Cocoa grinders from the United States to Europe upped their processing of the commodity in the second quarter as confectioners sought more of the raw material for turning out chocolates, baked goods, ice cream and other delicious treats.
But such demand isn’t likely to help the bear market for cocoa, not with COVID making a comeback via the Delta variant.
Cocoa futures traded on ICE settled at $2,254 a tonne on Tuesday. While that marked a 0.7% rise from the previous session, the price was actually lower than the $2,373 settlement of July 14, which was a day before the release of North American cocoa grinds data that typically moves the market.
The National Confectioners Association, which gathers grind data for the United States, Canada and Mexico, reported on July 15 that 123,719 metric tonnes of cocoa were processed in the second quarter, up 12% from the 110,776 tonnes in the comparative January-March 2020 period.
European Cocoa Association data showed that EU confectioners handled 356,854 tonnes, or 14% more than the 314,108 tonnes ground in the year-ago quarter.
Grinds produce the cocoa butter that gives chocolates and ice cream their smooth, velvety taste. It also turns out the powder needed for making cakes, cookies and chocolate beverages.
No Escaping This Bear Market
Despite the bullish demand from industry, cocoa prices haven’t been able to escape the bear market they’ve been trapped in. Since hitting a February high of $2,998 on ICE, it has been in a steady slide, losing almost 25%.
On the LIFFE exchange, three-month cocoa traded in London has also tumbled from a February peak of $1,979 to $1,559 at Tuesday’s close, losing 21%.

○ ○ ○ ○

REQUIRED ACTION 1
Extract the stretch of the cocoa article from "Cocoa futures traded" through "the year-ago quarter.", copying it word for word.
REQUIRED ACTION 2
Decide whether each statement agrees with the cocoa article, answering yes or no and quoting the words that settle it: (a) EU confectioners ground 14% more cocoa than in the year-ago quarter. (b) Cocoa futures on ICE settled higher on Tuesday than on July 14. (c) Three-month cocoa traded in London lost 21% from its February peak.
The entries that follow come from a different source than the cocoa article.

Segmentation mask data
○ ○ ○ ○

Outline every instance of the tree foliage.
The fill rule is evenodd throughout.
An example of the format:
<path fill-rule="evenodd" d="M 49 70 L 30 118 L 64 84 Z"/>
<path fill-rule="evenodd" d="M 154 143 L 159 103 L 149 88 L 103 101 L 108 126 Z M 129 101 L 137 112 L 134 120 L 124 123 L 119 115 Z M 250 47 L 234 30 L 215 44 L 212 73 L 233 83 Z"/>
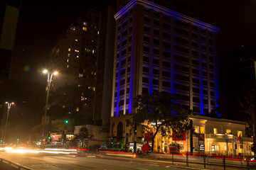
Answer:
<path fill-rule="evenodd" d="M 174 94 L 164 91 L 142 94 L 134 99 L 133 108 L 134 121 L 146 123 L 146 129 L 150 125 L 154 128 L 152 146 L 158 132 L 165 136 L 170 134 L 171 129 L 177 133 L 191 128 L 188 120 L 191 112 L 176 103 Z"/>
<path fill-rule="evenodd" d="M 83 125 L 80 128 L 79 132 L 75 135 L 74 139 L 82 140 L 82 147 L 83 147 L 84 140 L 88 139 L 88 137 L 89 137 L 88 129 L 86 128 L 85 125 Z"/>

○ ○ ○ ○

YOUR RESPONSE 1
Cocoa futures traded on ICE settled at $2,254 a tonne on Tuesday. While that marked a 0.7% rise from the previous session, the price was actually lower than the $2,373 settlement of July 14, which was a day before the release of North American cocoa grinds data that typically moves the market.
The National Confectioners Association, which gathers grind data for the United States, Canada and Mexico, reported on July 15 that 123,719 metric tonnes of cocoa were processed in the second quarter, up 12% from the 110,776 tonnes in the comparative January-March 2020 period.
European Cocoa Association data showed that EU confectioners handled 356,854 tonnes, or 14% more than the 314,108 tonnes ground in the year-ago quarter.

YOUR RESPONSE 2
(a) Yes: "EU confectioners handled 356,854 tonnes, or 14% more than the 314,108 tonnes ground in the year-ago quarter."
(b) No: "the price was actually lower than the $2,373 settlement of July 14"
(c) Yes: "tumbled from a February peak of $1,979 to $1,559 at Tuesday’s close, losing 21%"